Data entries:
┌──

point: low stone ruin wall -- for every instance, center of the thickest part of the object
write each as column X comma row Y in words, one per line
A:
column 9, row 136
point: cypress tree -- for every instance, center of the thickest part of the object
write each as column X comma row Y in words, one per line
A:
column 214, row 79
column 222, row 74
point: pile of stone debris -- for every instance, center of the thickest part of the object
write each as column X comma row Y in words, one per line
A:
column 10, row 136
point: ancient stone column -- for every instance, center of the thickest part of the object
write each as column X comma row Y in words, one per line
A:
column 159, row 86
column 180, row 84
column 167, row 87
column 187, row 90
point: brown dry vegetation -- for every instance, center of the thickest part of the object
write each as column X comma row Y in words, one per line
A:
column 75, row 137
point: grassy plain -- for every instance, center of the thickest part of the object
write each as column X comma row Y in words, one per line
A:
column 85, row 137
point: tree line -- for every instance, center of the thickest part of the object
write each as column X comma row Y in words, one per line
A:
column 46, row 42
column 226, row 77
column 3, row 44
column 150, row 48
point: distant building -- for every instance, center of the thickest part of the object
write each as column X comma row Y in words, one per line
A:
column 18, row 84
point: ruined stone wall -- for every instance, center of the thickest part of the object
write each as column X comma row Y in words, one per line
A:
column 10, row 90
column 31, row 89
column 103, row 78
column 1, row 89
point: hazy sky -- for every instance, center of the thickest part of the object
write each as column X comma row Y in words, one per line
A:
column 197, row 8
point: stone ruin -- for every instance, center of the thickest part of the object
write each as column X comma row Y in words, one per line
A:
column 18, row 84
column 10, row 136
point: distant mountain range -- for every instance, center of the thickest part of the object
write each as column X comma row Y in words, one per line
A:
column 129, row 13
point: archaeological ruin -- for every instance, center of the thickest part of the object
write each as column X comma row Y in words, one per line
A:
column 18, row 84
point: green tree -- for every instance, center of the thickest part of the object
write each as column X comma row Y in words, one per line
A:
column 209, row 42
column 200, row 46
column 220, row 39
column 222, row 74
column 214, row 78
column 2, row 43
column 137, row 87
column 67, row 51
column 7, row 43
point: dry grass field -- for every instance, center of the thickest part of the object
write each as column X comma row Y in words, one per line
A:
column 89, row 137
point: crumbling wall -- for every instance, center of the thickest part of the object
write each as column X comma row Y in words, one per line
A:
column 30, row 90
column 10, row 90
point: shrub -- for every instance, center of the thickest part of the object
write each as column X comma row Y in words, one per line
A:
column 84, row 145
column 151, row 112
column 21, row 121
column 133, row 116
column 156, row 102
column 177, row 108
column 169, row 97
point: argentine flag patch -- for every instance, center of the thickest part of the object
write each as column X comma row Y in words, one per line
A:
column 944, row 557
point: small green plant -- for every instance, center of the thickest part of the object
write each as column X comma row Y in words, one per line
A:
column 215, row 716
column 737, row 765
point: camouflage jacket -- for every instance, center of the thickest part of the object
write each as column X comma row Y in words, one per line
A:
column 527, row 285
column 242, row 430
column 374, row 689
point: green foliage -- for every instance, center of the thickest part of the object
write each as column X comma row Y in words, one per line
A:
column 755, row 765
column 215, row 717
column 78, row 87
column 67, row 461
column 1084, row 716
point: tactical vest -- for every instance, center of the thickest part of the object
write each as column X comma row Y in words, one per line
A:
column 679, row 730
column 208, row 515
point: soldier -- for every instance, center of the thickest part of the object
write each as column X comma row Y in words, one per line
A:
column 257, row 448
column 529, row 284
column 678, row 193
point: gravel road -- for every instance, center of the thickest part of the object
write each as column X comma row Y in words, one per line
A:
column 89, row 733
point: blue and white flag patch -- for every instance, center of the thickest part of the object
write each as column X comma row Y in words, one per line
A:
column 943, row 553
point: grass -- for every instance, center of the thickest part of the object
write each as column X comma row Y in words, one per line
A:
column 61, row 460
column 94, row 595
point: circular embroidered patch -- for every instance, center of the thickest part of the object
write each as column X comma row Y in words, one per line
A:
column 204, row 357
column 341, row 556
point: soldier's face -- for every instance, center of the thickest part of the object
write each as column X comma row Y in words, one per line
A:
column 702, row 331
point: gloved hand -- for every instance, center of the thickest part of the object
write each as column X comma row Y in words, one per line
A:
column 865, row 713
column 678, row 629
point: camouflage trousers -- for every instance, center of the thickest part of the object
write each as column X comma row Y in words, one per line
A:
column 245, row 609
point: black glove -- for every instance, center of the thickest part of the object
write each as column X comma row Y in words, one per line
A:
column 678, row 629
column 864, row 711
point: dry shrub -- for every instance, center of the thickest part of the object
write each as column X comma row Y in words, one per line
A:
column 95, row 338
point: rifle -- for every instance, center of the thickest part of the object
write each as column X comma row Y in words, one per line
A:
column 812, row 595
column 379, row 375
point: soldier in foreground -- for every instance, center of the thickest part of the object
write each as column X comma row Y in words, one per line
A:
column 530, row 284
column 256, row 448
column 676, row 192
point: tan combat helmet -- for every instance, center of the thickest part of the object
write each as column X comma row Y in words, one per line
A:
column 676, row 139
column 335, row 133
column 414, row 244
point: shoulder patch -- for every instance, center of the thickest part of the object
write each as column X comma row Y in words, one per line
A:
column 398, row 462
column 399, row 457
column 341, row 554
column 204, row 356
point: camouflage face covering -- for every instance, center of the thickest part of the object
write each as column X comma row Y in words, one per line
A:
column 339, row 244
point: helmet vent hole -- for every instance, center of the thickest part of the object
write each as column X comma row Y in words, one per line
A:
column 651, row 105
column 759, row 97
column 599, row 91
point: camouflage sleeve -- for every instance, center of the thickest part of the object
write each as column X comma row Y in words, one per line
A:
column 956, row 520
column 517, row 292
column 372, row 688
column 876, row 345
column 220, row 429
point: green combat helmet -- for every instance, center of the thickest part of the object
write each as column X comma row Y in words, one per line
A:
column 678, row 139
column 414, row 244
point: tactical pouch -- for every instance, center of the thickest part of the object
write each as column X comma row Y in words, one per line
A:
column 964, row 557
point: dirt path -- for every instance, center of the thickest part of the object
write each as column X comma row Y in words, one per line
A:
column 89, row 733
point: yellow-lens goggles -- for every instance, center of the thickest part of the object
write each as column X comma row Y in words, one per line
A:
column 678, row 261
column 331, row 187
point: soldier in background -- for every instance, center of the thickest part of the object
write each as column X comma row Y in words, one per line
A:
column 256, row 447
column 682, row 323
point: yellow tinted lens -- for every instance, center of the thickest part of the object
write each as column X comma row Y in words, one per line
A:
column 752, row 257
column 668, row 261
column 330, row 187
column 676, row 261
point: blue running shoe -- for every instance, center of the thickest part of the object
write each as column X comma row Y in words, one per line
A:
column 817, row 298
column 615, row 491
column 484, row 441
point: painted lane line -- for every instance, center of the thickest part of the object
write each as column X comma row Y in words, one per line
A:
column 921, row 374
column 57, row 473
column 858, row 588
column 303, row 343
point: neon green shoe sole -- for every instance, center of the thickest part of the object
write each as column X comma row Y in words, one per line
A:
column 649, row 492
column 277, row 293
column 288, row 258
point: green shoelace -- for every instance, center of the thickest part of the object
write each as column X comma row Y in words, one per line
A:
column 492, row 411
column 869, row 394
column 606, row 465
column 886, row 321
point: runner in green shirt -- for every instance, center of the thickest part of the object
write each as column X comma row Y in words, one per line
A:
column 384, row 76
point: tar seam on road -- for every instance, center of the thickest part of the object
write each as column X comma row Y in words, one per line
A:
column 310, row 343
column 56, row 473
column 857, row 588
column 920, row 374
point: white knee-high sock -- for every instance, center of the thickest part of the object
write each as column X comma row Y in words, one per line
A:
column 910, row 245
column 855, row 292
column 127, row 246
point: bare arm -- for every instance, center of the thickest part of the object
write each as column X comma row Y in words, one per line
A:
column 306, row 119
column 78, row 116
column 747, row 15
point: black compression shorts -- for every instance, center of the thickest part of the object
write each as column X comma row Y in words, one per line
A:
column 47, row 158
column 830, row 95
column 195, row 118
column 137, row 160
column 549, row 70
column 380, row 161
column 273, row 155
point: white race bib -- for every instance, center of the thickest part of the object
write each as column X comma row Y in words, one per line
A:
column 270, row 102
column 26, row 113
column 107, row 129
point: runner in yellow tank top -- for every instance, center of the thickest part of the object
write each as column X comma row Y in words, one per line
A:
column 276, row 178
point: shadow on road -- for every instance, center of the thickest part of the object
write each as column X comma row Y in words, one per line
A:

└──

▶ _What to work on_
Reproduce exactly, please, only the lines from the start of the data above to the line that contains "point: cypress tree", with both ends kept.

▶ _Written solution_
point: low stone ruin wall -- for every instance, center of the thickest part of the object
write each as column X comma row Y in words, one per line
A:
column 9, row 136
point: cypress tree -- for every instance, center of the thickest part of the object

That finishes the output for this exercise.